____ EXCERPTED DATA

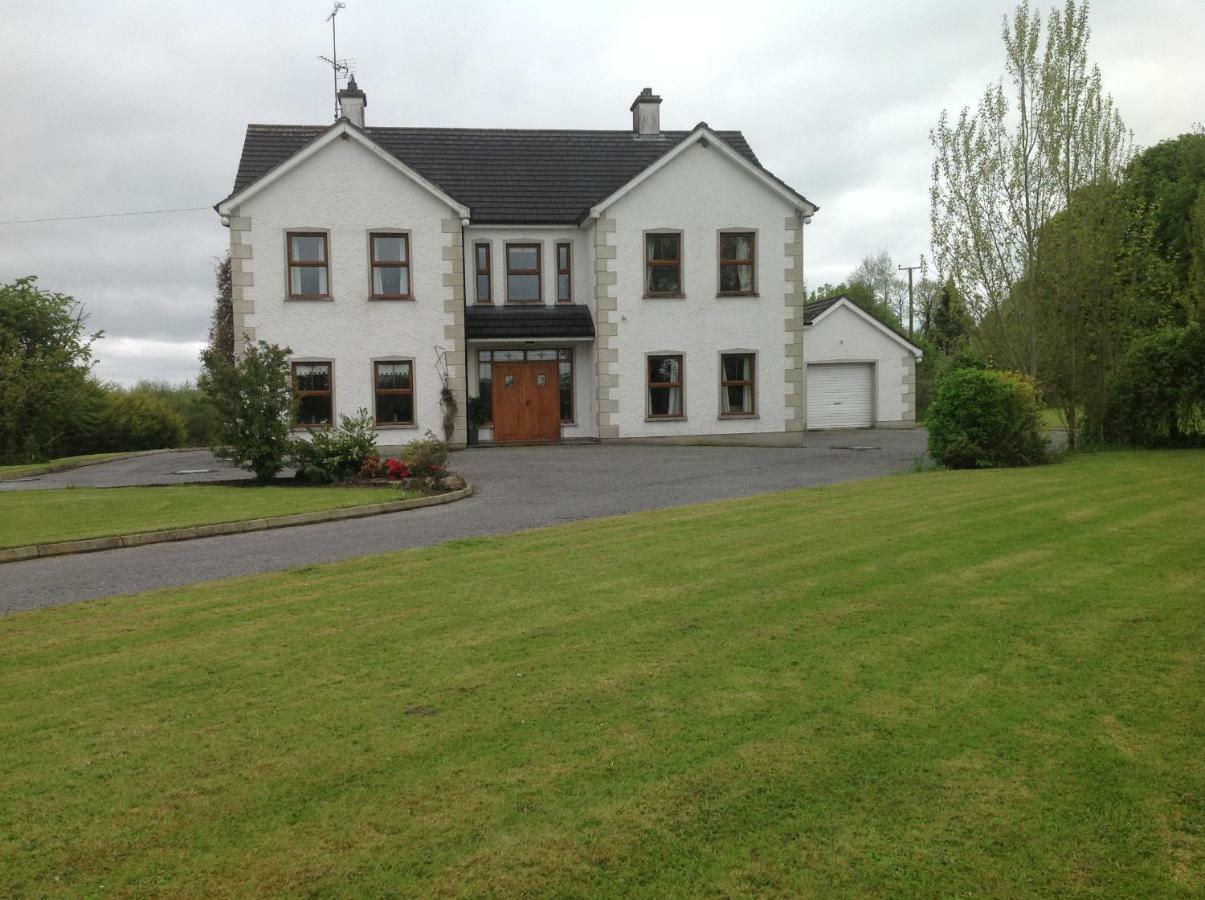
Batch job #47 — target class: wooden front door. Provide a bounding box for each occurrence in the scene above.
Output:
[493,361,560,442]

________
____ EXCERPTED DATA

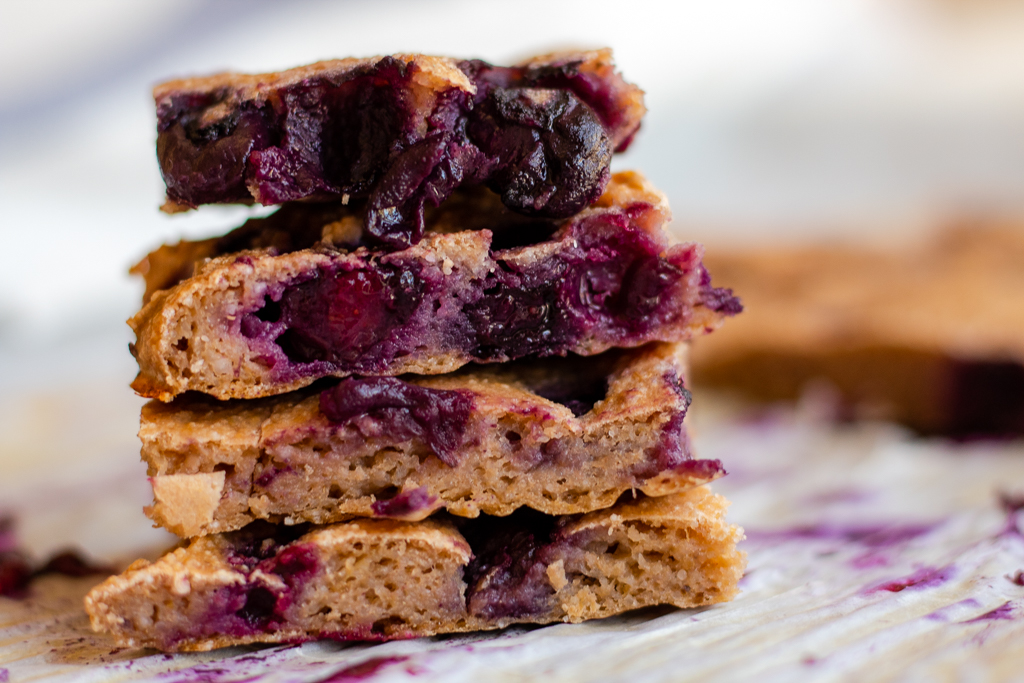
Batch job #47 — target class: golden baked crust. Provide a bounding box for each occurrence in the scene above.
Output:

________
____ EXCERPTED DATA

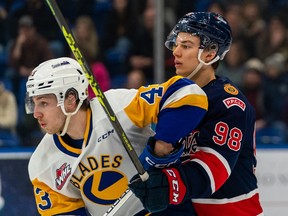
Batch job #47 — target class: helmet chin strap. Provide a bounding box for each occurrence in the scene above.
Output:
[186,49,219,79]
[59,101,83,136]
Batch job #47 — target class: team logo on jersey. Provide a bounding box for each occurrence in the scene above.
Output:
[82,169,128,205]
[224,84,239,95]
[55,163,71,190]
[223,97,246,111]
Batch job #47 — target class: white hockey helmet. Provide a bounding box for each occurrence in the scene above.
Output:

________

PROBLEM DESCRIPTION ::
Reproduce everything from the line containing "Batch job #47 — target class: wooden" down to the line containing "[493,361,560,442]", replacing "front door" with "garage door" and leaving all else unchanged.

FINAL RESULT ::
Batch job #47 — target class: wooden garage door. Provide a bounding box for each occurrence in the scene above.
Output:
[493,361,560,442]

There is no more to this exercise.